PASSAGE GIVEN:
## Begin

On June 16, 1906, unknown to each other, Leopold Bloom and Molly Bloom remember the picnic on the Hill of Howth when they agreed to marry sixteen years earlier. a popular park outside of Dublin. As part of her soliloquy in which Molly recalls the day, she remembers the seedcake, but Strick is disinterested in visualizing it. Better to show the lovers embracing in the grass. After all, this is a lover’s picnic without any picnic paraphernalia.
Bloom remembers Molly transferring a chewed seedcake into Leopold’s mouth. “Yum, “Leopold says, “Softly she gave me the seedcake warm and chewed in my mouth. Mawkish pulp her mouth had mumbled sweetsour of her spittle. Joy: I ate it: joy. Young life, her lips that gave me pouting. Soft warm sticky gumjelly lips.”

## End

WORKING DATA:

## Begin

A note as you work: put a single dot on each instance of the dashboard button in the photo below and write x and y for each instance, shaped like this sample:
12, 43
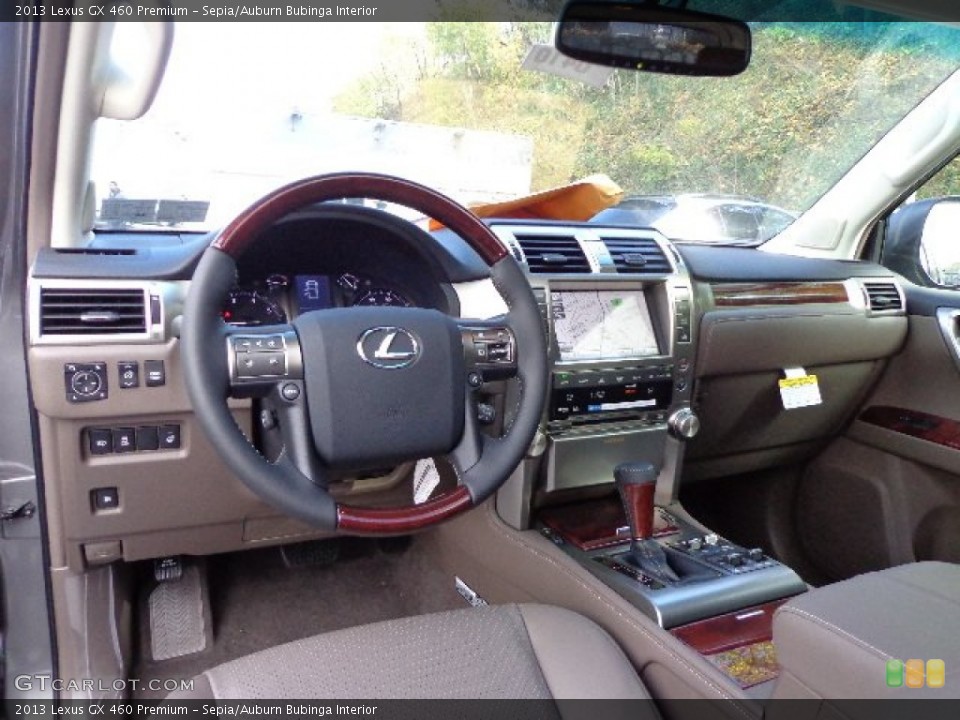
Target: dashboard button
170, 437
261, 364
155, 372
85, 382
129, 373
100, 441
124, 440
148, 437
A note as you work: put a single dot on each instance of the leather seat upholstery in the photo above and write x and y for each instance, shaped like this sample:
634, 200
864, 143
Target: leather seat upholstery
499, 652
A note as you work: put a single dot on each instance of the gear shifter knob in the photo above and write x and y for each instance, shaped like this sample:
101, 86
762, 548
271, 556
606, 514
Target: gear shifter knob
637, 482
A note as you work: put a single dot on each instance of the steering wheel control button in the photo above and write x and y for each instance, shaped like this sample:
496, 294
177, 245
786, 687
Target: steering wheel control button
129, 372
105, 499
170, 437
85, 382
261, 364
100, 441
148, 437
486, 413
155, 372
124, 440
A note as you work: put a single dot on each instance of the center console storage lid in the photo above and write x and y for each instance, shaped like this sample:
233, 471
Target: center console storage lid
835, 642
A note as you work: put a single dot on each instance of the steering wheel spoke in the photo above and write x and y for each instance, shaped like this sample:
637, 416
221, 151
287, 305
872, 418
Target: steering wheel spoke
287, 399
489, 348
263, 358
356, 388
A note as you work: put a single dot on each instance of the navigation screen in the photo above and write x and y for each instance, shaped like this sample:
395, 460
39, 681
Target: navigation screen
602, 325
313, 292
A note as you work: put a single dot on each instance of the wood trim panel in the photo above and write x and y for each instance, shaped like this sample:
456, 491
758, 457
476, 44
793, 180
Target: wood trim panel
778, 293
731, 630
921, 425
247, 226
386, 521
595, 524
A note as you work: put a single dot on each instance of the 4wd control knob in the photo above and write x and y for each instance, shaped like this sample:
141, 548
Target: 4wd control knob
684, 423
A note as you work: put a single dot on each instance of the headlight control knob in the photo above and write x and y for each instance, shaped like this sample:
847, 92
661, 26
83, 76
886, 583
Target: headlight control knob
684, 423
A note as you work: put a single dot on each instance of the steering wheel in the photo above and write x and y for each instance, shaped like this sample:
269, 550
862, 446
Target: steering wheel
364, 387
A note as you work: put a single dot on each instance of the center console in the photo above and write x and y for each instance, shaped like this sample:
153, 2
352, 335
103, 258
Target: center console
622, 343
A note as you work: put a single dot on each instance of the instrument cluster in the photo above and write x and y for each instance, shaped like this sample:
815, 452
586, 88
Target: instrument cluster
279, 297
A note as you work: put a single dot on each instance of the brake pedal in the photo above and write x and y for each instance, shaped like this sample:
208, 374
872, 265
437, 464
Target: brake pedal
318, 553
167, 569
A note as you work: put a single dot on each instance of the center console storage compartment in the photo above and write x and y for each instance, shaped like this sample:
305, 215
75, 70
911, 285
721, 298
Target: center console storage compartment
715, 575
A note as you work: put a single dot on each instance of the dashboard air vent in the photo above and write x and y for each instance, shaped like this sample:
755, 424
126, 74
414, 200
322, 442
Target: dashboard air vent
101, 311
883, 296
637, 255
553, 254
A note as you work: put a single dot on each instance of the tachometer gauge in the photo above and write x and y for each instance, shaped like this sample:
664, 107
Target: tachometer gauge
251, 307
382, 297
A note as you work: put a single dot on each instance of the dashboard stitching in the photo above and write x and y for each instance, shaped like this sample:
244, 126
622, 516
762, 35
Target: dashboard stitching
493, 522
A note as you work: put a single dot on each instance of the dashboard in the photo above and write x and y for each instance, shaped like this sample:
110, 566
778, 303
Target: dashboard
279, 298
338, 258
640, 333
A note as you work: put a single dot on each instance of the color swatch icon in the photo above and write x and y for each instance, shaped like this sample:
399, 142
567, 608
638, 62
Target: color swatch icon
916, 673
936, 673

## End

PROBLEMS TO WORK ON:
#1 Rewrite the part of the rows that opens with the line containing "of the brake" and runs through the final row as a JSON list of strings, one string per line, with blank lines left out.
#2 Extend the passage about the Hill of Howth picnic and the seedcake from where it stops.

RESULTS OF THE EXERCISE:
#1
[
  "A note as you work: put a single dot on each instance of the brake pedal in the photo above and write x and y for each instance, shaped like this sample:",
  "208, 374",
  "872, 265",
  "437, 464",
  "Target: brake pedal",
  "318, 553",
  "167, 569",
  "A note as you work: put a single dot on each instance of the center console storage compartment in the photo above and write x and y for each instance, shaped like this sample:",
  "305, 215",
  "75, 70",
  "911, 285",
  "721, 298",
  "Target: center console storage compartment",
  "715, 575",
  "A note as you work: put a single dot on each instance of the dashboard air vent in the photo above and write x and y for each instance, shaped like this sample:",
  "755, 424",
  "126, 74",
  "414, 200",
  "322, 442",
  "Target: dashboard air vent",
  "101, 311",
  "883, 296",
  "637, 255",
  "553, 254",
  "A note as you work: put a single dot on each instance of the tachometer gauge in the photo above and write x and y for each instance, shaped like this sample:",
  "664, 107",
  "Target: tachometer gauge",
  "251, 307",
  "382, 297",
  "A note as you work: put a single dot on each instance of the dashboard stitching in the photo above and write x and y for each instance, shaped like this sample:",
  "244, 126",
  "622, 516",
  "762, 35",
  "Target: dashboard stitching",
  "493, 522",
  "A note as you work: put a single dot on each instance of the dashboard in the photo above and write x and y for each instance, shaped like this sample:",
  "110, 566",
  "778, 303",
  "Target: dashboard",
  "279, 298",
  "338, 258",
  "640, 333",
  "A note as you work: put a single dot on each instance of the color swatch icon in the photo above and write x and y for each instance, shaped like this sample:",
  "399, 142",
  "567, 608",
  "638, 62",
  "Target: color swatch icon",
  "916, 673",
  "936, 673"
]

#2
Molly remembers, “The sun shines for you he said the day we were lying among the rhododendrons on Howth head in the grey tweed suit and his straw hat the day,” Molly says, “I got him to propose to me yes first I gave him the bit of seedcake out of my mouth and it was leapyear like now yes 16 years ago my God after that long kiss I near lost my breath yes he said I was a flower of the mountain yes so we are flowers all a womans body yes that was one true thing he said in his life and the sun shines for you today yes that was why I liked him because I saw he understood or felt what a woman is and I knew I could always get round him and I gave him all the pleasure I could leading him on till he asked me to say yes…”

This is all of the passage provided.